• **Directions**:
When you reach the line containing "# for every instance of the white pillar, drop" in the entries below, begin reproducing lines exactly, and stop once the line containing "# for every instance of the dark" is done.

┌─ Data to process

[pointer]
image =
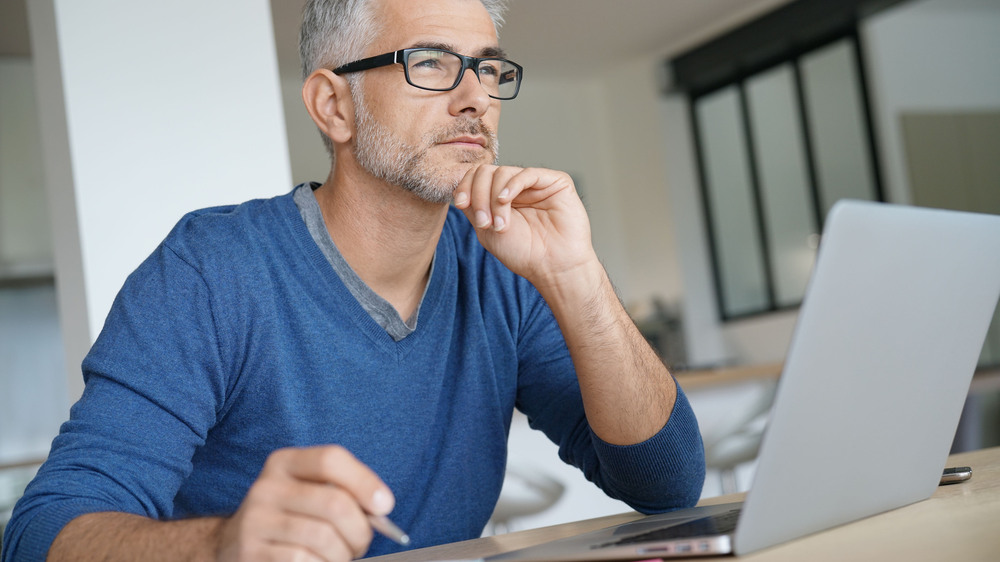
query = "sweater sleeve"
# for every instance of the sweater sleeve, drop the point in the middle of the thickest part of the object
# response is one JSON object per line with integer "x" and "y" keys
{"x": 663, "y": 473}
{"x": 151, "y": 394}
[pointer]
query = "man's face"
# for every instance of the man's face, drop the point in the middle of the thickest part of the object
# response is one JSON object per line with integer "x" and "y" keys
{"x": 421, "y": 140}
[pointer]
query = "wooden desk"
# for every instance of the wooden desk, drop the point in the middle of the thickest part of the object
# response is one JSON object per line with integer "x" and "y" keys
{"x": 959, "y": 522}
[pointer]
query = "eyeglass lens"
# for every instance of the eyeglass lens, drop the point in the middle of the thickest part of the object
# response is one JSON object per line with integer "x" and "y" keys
{"x": 439, "y": 70}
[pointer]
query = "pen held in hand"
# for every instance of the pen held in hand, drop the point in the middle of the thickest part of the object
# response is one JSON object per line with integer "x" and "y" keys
{"x": 383, "y": 525}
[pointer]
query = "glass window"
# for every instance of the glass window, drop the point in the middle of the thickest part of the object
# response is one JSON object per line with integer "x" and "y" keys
{"x": 739, "y": 259}
{"x": 786, "y": 198}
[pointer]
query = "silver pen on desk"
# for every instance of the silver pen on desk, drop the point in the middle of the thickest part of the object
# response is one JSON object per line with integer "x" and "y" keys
{"x": 384, "y": 525}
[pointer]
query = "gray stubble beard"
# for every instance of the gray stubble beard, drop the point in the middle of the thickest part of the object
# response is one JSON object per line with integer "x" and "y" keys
{"x": 387, "y": 157}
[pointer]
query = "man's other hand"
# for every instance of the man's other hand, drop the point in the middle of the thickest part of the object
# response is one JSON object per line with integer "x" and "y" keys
{"x": 307, "y": 504}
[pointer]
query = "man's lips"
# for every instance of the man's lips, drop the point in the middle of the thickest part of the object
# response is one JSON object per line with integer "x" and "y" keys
{"x": 466, "y": 141}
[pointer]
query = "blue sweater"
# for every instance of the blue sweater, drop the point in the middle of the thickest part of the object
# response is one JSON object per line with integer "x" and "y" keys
{"x": 236, "y": 337}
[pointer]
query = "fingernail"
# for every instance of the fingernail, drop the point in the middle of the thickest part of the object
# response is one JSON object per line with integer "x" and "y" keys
{"x": 382, "y": 502}
{"x": 482, "y": 219}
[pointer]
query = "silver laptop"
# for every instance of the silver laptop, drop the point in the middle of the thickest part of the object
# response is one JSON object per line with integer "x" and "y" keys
{"x": 875, "y": 379}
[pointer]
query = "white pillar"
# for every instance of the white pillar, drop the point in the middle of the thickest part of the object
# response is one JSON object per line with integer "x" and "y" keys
{"x": 148, "y": 110}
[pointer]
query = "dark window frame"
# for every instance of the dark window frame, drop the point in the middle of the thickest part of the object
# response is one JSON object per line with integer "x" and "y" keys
{"x": 741, "y": 68}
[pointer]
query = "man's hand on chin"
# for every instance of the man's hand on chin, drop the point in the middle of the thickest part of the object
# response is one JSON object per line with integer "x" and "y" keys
{"x": 531, "y": 219}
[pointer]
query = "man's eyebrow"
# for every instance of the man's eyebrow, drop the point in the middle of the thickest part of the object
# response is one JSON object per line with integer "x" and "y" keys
{"x": 497, "y": 52}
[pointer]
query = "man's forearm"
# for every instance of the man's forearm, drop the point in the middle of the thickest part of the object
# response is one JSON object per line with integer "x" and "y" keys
{"x": 110, "y": 536}
{"x": 627, "y": 391}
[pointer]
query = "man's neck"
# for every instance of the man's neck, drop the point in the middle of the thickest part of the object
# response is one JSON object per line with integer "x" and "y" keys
{"x": 386, "y": 234}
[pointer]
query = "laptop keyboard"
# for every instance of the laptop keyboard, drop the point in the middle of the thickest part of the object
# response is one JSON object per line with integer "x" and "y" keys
{"x": 718, "y": 524}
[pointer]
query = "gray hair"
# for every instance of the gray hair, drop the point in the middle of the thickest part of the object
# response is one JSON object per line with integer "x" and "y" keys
{"x": 336, "y": 32}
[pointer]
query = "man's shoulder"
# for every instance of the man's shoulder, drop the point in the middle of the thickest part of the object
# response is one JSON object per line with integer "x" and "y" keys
{"x": 247, "y": 219}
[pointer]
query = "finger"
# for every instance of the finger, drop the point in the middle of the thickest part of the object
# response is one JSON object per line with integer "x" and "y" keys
{"x": 539, "y": 183}
{"x": 321, "y": 517}
{"x": 460, "y": 197}
{"x": 337, "y": 508}
{"x": 279, "y": 551}
{"x": 480, "y": 196}
{"x": 332, "y": 464}
{"x": 502, "y": 195}
{"x": 317, "y": 538}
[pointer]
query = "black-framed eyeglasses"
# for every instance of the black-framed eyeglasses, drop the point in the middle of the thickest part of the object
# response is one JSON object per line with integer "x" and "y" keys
{"x": 439, "y": 70}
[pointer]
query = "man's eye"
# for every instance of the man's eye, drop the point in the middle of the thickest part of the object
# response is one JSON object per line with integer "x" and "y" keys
{"x": 427, "y": 64}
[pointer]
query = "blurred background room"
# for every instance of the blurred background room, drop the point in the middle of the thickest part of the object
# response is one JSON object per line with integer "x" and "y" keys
{"x": 708, "y": 138}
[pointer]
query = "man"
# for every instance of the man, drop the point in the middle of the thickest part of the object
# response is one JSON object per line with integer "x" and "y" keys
{"x": 280, "y": 370}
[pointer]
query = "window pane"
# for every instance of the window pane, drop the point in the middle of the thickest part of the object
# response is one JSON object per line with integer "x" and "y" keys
{"x": 738, "y": 254}
{"x": 789, "y": 214}
{"x": 836, "y": 116}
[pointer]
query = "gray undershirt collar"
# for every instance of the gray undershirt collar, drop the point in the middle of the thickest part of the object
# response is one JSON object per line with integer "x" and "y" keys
{"x": 383, "y": 313}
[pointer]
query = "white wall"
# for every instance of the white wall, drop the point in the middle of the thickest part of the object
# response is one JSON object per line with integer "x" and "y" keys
{"x": 930, "y": 55}
{"x": 148, "y": 110}
{"x": 25, "y": 236}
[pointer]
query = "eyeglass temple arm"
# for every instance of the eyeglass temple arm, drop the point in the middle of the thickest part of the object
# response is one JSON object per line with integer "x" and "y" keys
{"x": 370, "y": 62}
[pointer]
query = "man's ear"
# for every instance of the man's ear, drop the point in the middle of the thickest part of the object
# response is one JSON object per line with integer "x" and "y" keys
{"x": 327, "y": 97}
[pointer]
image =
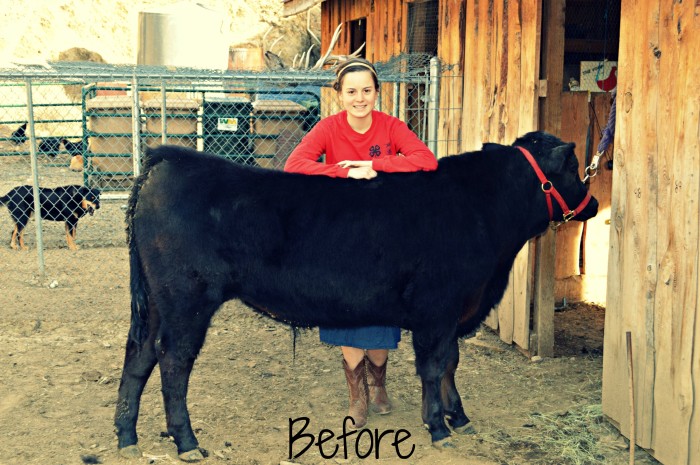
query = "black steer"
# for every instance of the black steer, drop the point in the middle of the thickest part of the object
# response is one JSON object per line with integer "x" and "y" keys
{"x": 426, "y": 251}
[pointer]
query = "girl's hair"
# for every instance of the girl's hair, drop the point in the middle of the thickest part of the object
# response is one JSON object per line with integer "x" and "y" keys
{"x": 351, "y": 66}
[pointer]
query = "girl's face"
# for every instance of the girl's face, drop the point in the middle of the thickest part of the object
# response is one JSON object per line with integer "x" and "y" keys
{"x": 358, "y": 93}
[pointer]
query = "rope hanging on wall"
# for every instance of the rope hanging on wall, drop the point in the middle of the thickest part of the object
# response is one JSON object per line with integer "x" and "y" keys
{"x": 609, "y": 131}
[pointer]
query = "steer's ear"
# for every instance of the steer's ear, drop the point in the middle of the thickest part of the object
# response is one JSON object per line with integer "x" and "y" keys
{"x": 556, "y": 160}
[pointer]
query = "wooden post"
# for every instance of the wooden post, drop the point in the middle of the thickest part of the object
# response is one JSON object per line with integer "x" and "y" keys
{"x": 544, "y": 294}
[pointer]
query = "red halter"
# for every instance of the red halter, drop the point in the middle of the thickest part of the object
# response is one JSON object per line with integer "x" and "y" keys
{"x": 550, "y": 191}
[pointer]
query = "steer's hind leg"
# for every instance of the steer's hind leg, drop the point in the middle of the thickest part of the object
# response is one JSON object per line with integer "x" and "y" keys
{"x": 431, "y": 361}
{"x": 181, "y": 339}
{"x": 138, "y": 365}
{"x": 452, "y": 403}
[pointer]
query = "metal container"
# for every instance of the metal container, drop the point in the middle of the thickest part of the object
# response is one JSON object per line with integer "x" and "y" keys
{"x": 185, "y": 34}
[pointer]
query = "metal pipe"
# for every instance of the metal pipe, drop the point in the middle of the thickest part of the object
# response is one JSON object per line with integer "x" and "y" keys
{"x": 136, "y": 127}
{"x": 397, "y": 94}
{"x": 163, "y": 121}
{"x": 35, "y": 178}
{"x": 433, "y": 104}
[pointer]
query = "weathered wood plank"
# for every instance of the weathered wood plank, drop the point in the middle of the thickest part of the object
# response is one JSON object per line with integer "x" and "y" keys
{"x": 676, "y": 296}
{"x": 544, "y": 294}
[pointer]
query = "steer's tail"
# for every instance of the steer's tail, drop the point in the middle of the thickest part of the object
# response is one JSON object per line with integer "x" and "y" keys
{"x": 139, "y": 298}
{"x": 137, "y": 283}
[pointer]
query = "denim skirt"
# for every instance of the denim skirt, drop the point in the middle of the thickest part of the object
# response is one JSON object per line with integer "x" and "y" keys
{"x": 366, "y": 337}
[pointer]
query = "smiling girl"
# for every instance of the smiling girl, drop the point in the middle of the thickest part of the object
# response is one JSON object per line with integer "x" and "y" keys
{"x": 357, "y": 142}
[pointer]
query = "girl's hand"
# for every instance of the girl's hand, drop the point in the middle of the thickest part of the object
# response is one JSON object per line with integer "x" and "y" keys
{"x": 355, "y": 163}
{"x": 362, "y": 172}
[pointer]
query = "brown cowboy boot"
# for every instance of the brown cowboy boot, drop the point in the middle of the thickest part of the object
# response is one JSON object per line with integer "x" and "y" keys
{"x": 376, "y": 379}
{"x": 357, "y": 385}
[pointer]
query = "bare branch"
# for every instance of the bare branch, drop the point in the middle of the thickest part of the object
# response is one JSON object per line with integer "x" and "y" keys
{"x": 308, "y": 27}
{"x": 308, "y": 56}
{"x": 275, "y": 42}
{"x": 334, "y": 40}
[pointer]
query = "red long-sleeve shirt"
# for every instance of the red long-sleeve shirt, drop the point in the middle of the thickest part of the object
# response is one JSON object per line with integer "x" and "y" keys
{"x": 389, "y": 143}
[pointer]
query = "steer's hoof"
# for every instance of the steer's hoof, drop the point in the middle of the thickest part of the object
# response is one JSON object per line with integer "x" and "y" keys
{"x": 465, "y": 429}
{"x": 445, "y": 443}
{"x": 130, "y": 452}
{"x": 194, "y": 455}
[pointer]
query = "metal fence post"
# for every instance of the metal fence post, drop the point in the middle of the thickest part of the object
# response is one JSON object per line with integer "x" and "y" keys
{"x": 136, "y": 127}
{"x": 163, "y": 121}
{"x": 433, "y": 104}
{"x": 35, "y": 177}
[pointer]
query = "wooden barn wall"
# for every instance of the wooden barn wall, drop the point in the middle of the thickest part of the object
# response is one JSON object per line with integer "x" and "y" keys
{"x": 500, "y": 98}
{"x": 578, "y": 121}
{"x": 451, "y": 53}
{"x": 386, "y": 34}
{"x": 653, "y": 282}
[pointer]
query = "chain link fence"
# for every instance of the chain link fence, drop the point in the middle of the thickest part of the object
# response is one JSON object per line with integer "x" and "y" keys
{"x": 87, "y": 125}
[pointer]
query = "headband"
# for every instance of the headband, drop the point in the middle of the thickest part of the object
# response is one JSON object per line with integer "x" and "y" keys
{"x": 359, "y": 63}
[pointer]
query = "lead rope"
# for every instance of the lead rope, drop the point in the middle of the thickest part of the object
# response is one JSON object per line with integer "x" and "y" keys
{"x": 605, "y": 141}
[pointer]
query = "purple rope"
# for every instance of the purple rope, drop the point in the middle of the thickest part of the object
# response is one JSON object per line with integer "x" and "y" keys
{"x": 609, "y": 131}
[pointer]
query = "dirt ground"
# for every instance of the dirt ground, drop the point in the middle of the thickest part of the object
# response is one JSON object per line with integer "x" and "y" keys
{"x": 61, "y": 350}
{"x": 62, "y": 337}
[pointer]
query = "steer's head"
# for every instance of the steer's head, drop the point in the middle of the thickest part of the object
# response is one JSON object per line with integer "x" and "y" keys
{"x": 560, "y": 166}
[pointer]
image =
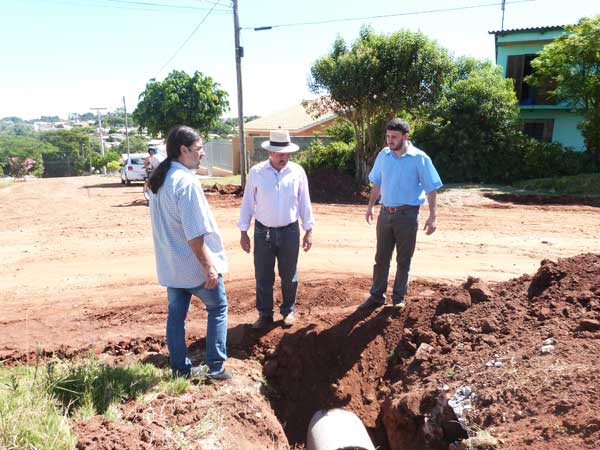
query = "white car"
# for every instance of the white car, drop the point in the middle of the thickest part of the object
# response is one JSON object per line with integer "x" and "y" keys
{"x": 133, "y": 168}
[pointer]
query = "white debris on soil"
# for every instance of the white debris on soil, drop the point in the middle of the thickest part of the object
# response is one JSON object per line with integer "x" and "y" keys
{"x": 548, "y": 346}
{"x": 462, "y": 403}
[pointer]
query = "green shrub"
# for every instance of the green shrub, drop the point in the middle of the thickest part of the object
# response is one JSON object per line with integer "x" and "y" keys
{"x": 94, "y": 386}
{"x": 30, "y": 417}
{"x": 582, "y": 184}
{"x": 337, "y": 155}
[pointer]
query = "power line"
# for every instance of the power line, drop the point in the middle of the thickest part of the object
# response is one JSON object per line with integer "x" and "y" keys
{"x": 135, "y": 6}
{"x": 382, "y": 16}
{"x": 187, "y": 40}
{"x": 160, "y": 4}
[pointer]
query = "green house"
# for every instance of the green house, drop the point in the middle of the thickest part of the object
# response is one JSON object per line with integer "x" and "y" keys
{"x": 540, "y": 117}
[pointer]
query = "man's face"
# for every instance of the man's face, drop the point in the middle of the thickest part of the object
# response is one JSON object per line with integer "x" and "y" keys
{"x": 396, "y": 140}
{"x": 279, "y": 160}
{"x": 191, "y": 155}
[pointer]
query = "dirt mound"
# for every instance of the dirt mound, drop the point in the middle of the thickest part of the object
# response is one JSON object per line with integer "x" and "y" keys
{"x": 332, "y": 186}
{"x": 523, "y": 369}
{"x": 536, "y": 199}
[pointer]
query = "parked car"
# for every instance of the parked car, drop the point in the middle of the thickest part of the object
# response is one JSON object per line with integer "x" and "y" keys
{"x": 133, "y": 168}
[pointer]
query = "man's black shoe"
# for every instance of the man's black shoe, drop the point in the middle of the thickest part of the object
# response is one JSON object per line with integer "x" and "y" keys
{"x": 369, "y": 304}
{"x": 221, "y": 376}
{"x": 262, "y": 322}
{"x": 398, "y": 303}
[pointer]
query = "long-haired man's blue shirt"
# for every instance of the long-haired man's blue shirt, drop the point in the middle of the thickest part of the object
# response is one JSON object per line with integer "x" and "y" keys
{"x": 404, "y": 180}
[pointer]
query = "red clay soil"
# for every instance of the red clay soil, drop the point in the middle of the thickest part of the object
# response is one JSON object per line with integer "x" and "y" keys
{"x": 539, "y": 199}
{"x": 331, "y": 186}
{"x": 397, "y": 368}
{"x": 370, "y": 362}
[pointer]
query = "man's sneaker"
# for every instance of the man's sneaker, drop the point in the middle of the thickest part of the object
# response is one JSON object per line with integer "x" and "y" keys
{"x": 262, "y": 322}
{"x": 288, "y": 320}
{"x": 369, "y": 304}
{"x": 223, "y": 375}
{"x": 199, "y": 371}
{"x": 398, "y": 303}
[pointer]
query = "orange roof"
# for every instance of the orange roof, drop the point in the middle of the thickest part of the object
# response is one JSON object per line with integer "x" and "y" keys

└─

• **Response to the task**:
# for every instance of the white pillar, drop the point in the middle of the thickest part of the object
# response is one JSON object per line with integer "x" and "y" keys
{"x": 148, "y": 110}
[pointer]
query = "dark window frame"
# for every instance of the dark window frame, drop the point in the middle of the thickest part of the object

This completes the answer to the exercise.